From the line with "Please place a point on every instance of the asphalt" through the final line, please write out the listing exactly, including both of those lines.

* begin PROVIDED ENTRIES *

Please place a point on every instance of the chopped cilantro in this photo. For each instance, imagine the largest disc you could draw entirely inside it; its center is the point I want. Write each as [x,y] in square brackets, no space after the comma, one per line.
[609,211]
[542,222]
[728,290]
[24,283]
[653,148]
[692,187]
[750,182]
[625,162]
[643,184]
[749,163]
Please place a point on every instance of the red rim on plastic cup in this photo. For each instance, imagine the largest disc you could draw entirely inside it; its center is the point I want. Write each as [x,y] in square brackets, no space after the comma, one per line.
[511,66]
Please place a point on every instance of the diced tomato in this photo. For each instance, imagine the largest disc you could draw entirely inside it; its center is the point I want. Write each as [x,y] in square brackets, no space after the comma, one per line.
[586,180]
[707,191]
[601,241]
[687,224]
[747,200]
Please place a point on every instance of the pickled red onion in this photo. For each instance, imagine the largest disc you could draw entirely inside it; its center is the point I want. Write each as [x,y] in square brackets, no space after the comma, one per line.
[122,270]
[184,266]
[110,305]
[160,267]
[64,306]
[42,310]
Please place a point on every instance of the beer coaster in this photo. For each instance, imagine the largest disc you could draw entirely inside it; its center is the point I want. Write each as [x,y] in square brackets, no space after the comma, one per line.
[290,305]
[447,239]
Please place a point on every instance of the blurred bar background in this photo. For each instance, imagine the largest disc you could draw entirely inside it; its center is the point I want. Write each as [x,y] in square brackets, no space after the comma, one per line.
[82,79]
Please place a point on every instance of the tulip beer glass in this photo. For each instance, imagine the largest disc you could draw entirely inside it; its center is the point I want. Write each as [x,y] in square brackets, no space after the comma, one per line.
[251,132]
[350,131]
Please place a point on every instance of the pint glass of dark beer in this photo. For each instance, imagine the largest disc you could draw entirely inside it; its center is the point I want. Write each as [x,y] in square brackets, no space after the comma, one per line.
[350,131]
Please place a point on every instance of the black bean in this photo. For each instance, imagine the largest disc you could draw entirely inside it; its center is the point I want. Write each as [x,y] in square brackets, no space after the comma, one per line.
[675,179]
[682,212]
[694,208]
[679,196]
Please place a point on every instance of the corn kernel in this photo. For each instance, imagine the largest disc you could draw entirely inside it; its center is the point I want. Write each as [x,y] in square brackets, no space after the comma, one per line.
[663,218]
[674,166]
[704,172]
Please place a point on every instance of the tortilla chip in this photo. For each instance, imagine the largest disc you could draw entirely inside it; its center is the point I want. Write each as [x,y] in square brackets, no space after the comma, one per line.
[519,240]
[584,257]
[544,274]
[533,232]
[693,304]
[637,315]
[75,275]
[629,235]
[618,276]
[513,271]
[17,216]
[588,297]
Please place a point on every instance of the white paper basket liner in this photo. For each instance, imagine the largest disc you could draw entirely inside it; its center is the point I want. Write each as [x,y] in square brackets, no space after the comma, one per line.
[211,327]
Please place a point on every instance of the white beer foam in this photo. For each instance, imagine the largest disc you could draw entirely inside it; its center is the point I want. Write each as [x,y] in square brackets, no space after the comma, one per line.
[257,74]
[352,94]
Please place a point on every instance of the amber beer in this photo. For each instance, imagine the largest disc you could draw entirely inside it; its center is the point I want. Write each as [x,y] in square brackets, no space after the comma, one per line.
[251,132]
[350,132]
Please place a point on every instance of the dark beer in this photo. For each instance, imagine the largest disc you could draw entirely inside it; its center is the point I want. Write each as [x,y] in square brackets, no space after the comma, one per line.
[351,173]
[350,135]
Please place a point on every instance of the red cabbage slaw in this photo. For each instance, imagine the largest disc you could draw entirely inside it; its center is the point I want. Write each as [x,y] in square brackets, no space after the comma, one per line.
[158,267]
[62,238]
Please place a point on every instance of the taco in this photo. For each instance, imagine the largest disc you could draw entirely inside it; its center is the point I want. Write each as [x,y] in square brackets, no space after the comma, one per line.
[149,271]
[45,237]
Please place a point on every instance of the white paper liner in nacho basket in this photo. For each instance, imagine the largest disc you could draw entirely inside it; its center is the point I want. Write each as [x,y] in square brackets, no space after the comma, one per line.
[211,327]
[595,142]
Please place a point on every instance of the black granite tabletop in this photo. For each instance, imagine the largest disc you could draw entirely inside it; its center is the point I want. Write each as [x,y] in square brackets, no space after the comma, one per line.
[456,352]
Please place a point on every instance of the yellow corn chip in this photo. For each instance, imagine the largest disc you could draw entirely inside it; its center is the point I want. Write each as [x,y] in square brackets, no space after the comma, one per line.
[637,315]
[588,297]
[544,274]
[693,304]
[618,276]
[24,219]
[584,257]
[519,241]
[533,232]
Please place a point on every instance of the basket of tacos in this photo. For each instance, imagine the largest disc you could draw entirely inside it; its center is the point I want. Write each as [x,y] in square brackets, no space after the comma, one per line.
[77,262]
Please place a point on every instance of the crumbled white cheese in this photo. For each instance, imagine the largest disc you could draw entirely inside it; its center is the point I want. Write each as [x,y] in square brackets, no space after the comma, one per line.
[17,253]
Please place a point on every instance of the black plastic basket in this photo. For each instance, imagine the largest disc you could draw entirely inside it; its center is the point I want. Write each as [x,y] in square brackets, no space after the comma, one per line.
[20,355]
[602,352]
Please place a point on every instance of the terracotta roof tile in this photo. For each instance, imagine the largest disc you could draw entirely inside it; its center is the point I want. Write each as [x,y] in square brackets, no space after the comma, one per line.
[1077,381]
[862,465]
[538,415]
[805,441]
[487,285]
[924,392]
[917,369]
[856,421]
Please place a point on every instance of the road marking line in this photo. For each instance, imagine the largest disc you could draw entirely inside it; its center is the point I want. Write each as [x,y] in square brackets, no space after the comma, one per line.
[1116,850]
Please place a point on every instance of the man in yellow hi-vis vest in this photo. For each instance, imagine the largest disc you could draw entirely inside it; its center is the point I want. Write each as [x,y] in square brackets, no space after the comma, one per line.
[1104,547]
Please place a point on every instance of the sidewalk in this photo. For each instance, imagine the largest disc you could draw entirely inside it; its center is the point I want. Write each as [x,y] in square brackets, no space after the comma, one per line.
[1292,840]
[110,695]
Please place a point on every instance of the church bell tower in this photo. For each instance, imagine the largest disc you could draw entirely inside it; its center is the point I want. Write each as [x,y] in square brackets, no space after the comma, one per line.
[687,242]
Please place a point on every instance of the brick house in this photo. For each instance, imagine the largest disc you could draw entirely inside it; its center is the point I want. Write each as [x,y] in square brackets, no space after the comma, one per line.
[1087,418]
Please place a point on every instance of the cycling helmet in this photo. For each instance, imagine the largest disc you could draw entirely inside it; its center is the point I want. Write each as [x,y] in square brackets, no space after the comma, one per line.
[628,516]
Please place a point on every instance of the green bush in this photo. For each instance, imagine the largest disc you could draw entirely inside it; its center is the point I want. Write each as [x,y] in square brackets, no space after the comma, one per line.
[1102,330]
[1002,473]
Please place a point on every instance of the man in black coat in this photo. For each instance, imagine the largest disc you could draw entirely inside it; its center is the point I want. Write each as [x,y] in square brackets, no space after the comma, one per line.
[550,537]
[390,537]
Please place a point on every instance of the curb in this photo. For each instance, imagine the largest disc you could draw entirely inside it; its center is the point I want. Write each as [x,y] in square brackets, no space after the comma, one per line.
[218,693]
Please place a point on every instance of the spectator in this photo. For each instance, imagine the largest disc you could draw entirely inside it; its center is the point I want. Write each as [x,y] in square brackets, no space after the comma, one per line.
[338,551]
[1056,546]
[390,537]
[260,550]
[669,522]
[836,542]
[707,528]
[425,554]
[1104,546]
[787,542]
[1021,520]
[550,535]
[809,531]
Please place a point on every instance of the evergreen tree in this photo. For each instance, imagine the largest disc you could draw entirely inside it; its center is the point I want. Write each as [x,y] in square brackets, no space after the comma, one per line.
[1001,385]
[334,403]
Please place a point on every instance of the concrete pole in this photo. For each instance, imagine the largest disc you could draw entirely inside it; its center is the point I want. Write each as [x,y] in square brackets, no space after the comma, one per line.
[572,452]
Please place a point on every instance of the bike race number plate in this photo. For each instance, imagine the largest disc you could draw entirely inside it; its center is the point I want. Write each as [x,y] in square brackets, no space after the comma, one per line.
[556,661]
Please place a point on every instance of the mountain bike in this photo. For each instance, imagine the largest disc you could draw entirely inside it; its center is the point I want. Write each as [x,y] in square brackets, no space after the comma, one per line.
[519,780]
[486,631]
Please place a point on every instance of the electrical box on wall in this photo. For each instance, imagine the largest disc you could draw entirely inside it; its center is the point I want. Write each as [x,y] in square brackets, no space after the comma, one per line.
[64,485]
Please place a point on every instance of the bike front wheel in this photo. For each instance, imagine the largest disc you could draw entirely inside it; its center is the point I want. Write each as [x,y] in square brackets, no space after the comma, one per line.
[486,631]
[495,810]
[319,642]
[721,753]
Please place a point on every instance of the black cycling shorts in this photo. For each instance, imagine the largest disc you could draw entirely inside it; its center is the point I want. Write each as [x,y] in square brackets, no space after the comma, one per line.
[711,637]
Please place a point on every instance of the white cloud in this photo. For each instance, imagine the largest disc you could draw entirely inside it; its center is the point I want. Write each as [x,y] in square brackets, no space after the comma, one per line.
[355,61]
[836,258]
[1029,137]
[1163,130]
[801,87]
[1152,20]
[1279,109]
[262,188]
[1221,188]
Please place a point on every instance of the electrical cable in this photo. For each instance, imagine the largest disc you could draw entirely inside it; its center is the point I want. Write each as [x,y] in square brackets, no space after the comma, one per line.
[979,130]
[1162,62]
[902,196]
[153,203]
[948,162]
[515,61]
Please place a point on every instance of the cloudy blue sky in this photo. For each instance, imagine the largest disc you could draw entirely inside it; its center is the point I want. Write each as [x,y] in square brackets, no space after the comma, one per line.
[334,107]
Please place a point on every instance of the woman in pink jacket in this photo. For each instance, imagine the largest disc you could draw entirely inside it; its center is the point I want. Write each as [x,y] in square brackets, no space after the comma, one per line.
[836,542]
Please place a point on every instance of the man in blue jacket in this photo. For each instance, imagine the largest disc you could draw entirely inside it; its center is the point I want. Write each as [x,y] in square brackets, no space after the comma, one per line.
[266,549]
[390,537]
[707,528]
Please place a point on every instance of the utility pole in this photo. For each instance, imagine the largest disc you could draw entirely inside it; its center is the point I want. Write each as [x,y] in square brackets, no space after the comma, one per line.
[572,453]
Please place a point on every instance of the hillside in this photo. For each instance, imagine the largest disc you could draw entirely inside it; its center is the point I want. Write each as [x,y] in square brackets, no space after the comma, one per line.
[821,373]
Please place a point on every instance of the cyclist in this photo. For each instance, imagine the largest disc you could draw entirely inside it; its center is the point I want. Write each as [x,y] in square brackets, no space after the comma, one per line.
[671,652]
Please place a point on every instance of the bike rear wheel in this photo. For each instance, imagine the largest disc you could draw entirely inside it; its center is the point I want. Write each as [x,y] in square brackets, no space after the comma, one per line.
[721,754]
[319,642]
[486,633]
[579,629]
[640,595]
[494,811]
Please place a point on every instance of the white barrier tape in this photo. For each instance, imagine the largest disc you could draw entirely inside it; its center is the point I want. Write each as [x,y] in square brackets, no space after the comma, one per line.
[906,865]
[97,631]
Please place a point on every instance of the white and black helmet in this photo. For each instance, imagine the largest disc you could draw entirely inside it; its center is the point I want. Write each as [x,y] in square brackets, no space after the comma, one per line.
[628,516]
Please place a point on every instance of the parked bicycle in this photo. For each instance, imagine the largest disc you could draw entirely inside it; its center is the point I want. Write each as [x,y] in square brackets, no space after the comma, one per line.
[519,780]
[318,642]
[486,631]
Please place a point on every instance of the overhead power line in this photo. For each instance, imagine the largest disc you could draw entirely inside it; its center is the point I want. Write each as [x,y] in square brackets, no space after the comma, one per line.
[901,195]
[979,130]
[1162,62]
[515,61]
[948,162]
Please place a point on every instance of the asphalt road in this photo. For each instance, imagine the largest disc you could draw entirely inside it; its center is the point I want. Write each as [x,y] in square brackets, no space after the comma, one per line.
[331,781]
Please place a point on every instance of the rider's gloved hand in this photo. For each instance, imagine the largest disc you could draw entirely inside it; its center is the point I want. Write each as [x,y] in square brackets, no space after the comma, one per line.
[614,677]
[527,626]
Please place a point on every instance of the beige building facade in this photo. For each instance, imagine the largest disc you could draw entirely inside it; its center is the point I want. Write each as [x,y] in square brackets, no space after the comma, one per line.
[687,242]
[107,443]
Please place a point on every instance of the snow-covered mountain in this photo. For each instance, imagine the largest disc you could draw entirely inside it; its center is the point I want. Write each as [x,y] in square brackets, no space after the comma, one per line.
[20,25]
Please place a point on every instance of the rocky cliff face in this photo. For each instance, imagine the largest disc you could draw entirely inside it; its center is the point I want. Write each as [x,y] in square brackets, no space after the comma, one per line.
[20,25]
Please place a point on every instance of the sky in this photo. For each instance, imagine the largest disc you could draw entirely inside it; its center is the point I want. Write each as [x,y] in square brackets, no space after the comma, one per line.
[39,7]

* end PROVIDED ENTRIES *

SOLUTION TO THE PROBLEM:
Please place a point on every instance of the asphalt road in this photo. For each instance, imagine the largest disc you could draw entirely inside it; its center is the point I want. Write each as [x,y] in square brackets, no space after the comma, one per line.
[331,781]
Please place a point on every instance of the rider's gloved hand in this photo. For each instance, imagine the largest disc you could draw entirely inside it; its center is the point I want. Write each as [x,y] in square brackets, no space after the comma, one per line.
[614,677]
[527,626]
Please place a point on every instance of the beige building facade in this photo. For each instance, imagine the largest disc you could draw entirely inside it; its center is the point I want. Write each as [x,y] in square brackets, no space after the comma, one per line.
[687,242]
[107,443]
Please place a point on every instance of the snow-covered mountain in this photo. For each instance, imagine the largest disc you could draw entirely inside it; its center is the point I want. Write each as [x,y] in square brackets, no space after the comma, one per line.
[20,25]
Please place a point on every instance of the rocky cliff face in this photo. For each instance, imagine the largest disc you could draw entirely inside it; its center is the point I want. Write each as [x,y] in square brackets, no space after the comma, one per line.
[20,25]
Please place a point on every instance of the sky in this photo. For each instance, imagine the largest disc you could draw entirely inside it; its center is the point I want. Write each as [x,y] in square brackets, no space after the comma, one per line.
[39,7]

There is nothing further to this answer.